[What you are asked to do]: Since the pictures are not wanted, reproduce only the rest of the records, exactly as given.

[Referring expression data]:
★ ★ ★ ★ ★ ★ ★

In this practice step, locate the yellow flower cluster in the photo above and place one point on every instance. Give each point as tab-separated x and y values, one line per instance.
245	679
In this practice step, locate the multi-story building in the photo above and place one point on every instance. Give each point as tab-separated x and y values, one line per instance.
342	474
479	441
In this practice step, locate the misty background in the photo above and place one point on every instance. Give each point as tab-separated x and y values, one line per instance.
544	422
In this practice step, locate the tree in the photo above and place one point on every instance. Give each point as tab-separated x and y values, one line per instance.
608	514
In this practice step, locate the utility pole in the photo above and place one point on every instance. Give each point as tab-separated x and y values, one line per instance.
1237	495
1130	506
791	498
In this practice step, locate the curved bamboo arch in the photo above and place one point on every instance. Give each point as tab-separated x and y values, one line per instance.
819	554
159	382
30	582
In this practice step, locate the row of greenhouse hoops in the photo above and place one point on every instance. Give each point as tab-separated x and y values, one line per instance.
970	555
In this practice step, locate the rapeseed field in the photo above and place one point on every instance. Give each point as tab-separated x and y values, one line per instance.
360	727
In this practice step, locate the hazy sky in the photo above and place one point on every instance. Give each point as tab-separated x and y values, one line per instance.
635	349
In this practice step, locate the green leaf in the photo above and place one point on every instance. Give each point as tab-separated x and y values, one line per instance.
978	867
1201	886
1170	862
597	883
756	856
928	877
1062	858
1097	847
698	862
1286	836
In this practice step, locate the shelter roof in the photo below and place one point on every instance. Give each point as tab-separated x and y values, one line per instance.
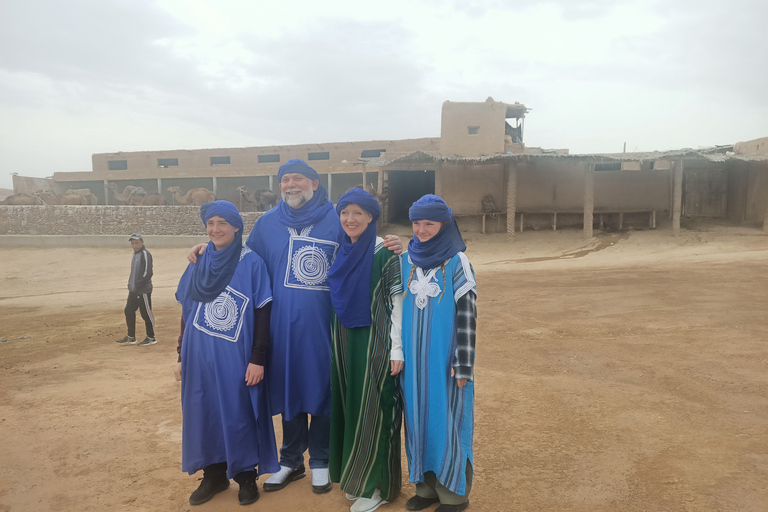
713	154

★ ★ ★ ★ ★ ★ ★

[Task response]:
In this practice step, locate the yellow flower cluster in the photo above and place one point on every instance. Give each point as tab-separated x and y values, one line per instance.
245	679
In this practice step, locate the multi-story building in the photo above and place one point on every instance. Give each point as tab-separated x and y values, one line per instance.
342	474
479	441
In this practice step, locate the misty background in the photo above and place one point on every instance. Give each point as tab-separated x and y values, one line per instance.
544	422
In this practice step, locate the tree in the photo above and place one point on every instance. Give each point as tab-separated x and y values, one line per instance.
608	514
In this practice step, locate the utility pole in the photo above and place one point on every instance. Give each point as tab-separated x and y values, one line per instance.
1237	495
1130	506
791	498
In this practice step, locate the curved bamboo arch in the photo above and place one point on every instance. Give each point as tab-separated x and y values, one line per instance.
819	554
159	382
30	582
In this practice step, locate the row of greenhouse hoops in the photo above and place one point on every instance. Give each point as tab-separated x and y values, one line per instance.
970	555
In this practice step, locate the rapeseed field in the photo above and place one point on every instance. Give each point as tab-separated x and y values, one line per instance.
360	727
In this practice step, locate the hazy sky in the photo above and place one point on every instance. Give each point as tab-separated x and y values, one line per instance.
635	349
In this practice step, locate the green leaf in the photo above and place one point on every instance. Give each point as tab-separated x and y values, one line per instance.
978	867
1201	886
1170	862
597	883
756	856
928	877
1062	858
1097	847
698	862
1286	836
In this practice step, locate the shelter roof in the photo below and place one point on every instance. Give each point as tab-separated x and y values, one line per instance.
713	154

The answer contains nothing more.